**EXERCISE AIM**
Copy the data word for word, from the line containing "the dry grass" down to the end of the data.

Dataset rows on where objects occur
----------

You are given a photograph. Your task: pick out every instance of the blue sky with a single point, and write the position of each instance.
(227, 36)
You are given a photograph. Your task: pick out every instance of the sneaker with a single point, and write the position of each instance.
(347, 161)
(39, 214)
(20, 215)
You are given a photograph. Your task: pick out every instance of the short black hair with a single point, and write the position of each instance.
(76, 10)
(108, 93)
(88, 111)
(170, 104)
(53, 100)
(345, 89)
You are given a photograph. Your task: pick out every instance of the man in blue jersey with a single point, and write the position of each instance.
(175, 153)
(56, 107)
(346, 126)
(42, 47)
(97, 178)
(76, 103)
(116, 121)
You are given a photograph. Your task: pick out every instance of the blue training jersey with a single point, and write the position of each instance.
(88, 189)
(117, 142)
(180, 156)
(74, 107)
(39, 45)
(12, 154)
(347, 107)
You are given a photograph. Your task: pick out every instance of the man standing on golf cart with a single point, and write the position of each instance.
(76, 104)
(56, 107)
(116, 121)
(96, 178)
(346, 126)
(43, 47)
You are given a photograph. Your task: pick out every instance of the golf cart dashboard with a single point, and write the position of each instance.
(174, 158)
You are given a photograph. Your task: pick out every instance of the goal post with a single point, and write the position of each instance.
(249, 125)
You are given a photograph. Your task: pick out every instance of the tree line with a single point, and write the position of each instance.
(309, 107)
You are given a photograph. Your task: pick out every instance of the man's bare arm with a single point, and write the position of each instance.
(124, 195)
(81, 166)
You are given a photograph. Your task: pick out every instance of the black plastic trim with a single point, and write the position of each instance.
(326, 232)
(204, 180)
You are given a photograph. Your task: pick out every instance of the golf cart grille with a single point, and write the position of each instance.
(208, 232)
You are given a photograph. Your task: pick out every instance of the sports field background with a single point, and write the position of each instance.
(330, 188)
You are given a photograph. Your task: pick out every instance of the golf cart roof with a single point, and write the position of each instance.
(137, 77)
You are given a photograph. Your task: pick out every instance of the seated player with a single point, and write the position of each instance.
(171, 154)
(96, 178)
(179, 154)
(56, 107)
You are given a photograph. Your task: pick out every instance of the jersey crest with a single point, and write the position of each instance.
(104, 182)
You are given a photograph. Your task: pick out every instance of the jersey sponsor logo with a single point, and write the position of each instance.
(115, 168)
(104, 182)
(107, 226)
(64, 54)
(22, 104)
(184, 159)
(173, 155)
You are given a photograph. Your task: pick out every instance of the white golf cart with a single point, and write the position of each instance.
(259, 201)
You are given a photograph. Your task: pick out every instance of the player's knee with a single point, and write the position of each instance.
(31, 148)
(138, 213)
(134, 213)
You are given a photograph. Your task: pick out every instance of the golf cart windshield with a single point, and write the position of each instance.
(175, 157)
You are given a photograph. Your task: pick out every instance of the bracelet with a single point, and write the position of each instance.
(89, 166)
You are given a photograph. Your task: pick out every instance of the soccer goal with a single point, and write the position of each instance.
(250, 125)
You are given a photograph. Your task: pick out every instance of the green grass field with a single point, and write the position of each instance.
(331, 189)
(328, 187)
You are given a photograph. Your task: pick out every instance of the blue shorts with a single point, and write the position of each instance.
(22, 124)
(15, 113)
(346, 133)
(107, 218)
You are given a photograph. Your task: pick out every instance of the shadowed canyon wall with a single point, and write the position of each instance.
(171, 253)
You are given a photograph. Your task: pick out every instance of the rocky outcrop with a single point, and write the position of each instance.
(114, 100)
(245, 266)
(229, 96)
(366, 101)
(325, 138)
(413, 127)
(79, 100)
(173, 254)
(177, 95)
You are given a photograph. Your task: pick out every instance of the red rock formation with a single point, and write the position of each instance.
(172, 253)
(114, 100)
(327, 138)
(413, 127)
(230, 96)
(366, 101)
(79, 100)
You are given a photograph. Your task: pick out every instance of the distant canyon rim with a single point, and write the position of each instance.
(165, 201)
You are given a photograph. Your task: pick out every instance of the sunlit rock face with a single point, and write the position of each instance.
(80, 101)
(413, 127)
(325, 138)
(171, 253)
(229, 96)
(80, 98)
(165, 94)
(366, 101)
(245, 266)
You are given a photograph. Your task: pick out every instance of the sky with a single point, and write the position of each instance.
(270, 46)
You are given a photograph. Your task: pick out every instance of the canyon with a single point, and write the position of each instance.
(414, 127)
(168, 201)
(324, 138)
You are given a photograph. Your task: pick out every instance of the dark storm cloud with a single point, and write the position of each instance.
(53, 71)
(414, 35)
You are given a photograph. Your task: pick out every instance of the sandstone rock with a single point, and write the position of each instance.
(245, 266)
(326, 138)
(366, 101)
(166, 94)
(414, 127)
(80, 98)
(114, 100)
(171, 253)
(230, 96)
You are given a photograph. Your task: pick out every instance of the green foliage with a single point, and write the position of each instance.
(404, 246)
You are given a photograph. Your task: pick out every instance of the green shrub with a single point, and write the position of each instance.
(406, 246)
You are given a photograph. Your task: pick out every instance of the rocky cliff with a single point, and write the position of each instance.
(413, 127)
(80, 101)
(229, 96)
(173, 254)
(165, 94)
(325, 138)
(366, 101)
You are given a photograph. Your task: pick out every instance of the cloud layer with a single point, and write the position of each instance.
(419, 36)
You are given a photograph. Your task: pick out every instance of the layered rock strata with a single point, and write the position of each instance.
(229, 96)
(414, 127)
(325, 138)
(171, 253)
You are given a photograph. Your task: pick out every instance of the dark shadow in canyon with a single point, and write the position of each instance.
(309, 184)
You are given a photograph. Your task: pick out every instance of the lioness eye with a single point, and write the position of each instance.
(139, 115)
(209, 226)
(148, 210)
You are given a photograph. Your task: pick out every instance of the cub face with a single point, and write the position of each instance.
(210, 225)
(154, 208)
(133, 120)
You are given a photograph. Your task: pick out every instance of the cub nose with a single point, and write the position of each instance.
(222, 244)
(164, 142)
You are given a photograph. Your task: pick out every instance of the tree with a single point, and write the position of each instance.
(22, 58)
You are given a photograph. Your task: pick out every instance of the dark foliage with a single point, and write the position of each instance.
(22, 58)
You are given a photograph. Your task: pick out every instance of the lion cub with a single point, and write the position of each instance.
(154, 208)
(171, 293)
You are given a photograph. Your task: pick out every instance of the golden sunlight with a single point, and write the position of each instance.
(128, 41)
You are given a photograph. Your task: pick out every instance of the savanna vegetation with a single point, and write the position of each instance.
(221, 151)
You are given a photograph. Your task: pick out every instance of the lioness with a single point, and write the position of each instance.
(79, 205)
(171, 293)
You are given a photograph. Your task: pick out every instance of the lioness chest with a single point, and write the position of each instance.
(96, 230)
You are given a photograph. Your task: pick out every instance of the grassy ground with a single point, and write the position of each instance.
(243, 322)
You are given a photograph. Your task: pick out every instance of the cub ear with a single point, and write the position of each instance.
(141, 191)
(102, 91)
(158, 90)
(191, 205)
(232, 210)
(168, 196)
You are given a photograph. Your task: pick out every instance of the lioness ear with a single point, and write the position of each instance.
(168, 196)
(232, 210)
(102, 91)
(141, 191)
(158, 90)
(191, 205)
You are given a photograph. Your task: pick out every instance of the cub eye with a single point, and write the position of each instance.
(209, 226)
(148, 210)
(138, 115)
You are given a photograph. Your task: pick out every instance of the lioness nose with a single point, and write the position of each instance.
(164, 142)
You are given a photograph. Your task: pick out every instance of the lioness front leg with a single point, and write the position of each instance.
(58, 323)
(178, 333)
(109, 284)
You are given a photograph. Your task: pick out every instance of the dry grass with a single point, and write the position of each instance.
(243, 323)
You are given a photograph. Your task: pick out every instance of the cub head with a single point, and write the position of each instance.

----------

**ANSWER IN FULL**
You are given a photograph. Your task: pick out every instance of the dry grass with a single point, and write the position of each instance.
(243, 323)
You are given a photograph. Your task: pick out every instance of the cub head with a single point, and write the position of each instance.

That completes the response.